§ **EXERCISE REQUIREMENTS**: Rewrite every line from the one containing "lawn, one per instance" through the end of the rows, inclusive, keeping the request lines unchanged. Raise every coordinate value in the answers by 47.
::: LISTED ENTRIES :::
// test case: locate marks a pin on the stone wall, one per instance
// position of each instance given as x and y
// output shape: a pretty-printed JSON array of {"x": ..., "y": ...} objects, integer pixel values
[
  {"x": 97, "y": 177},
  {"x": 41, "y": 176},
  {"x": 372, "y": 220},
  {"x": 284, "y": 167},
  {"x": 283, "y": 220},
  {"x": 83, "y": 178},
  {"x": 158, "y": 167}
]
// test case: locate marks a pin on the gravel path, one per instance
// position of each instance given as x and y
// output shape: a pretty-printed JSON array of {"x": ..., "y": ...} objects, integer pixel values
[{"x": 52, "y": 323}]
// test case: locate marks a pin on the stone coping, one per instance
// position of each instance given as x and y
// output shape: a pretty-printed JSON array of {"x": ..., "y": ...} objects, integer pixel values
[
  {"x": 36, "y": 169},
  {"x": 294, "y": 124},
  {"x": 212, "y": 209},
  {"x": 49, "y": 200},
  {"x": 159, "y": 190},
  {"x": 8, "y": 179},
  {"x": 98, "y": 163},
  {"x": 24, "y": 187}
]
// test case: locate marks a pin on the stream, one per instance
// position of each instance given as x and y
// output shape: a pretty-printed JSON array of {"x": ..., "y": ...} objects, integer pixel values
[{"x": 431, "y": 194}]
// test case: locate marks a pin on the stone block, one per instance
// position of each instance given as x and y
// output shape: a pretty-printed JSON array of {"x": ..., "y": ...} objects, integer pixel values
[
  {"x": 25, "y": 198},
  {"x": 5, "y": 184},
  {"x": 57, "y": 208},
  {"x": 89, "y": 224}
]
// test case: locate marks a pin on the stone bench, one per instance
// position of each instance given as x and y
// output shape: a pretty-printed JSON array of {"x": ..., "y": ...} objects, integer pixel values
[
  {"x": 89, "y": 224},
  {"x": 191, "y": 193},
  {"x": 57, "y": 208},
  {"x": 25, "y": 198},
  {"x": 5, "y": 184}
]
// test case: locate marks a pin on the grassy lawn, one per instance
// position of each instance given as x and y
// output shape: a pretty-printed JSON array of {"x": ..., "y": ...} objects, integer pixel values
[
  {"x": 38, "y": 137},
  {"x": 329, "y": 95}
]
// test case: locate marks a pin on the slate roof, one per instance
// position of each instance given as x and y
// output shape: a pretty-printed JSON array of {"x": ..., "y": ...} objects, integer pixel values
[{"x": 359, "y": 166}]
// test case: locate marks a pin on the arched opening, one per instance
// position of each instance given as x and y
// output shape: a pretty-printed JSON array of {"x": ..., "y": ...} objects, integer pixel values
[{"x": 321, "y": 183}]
:::
§ **OUTPUT FOR THIS TASK**:
// test case: locate marks a pin on the grassy lawn, one per instance
// position of each instance given as x and y
// output shape: a pretty-printed JSON array of {"x": ..., "y": ...} objects, integer pixel values
[
  {"x": 85, "y": 184},
  {"x": 376, "y": 142}
]
// test case: locate marks a pin on the slate roof, one per instance
// position of each instance given as x and y
// output shape: a pretty-printed JSON array of {"x": ..., "y": ...} objects, integer pixel values
[{"x": 406, "y": 213}]
// test case: locate marks a pin on the arched opening, one per instance
// position of each instance given as x and y
// output shape: a pretty-printed JSON array of {"x": ..., "y": ...} objects, integer pixel values
[{"x": 368, "y": 230}]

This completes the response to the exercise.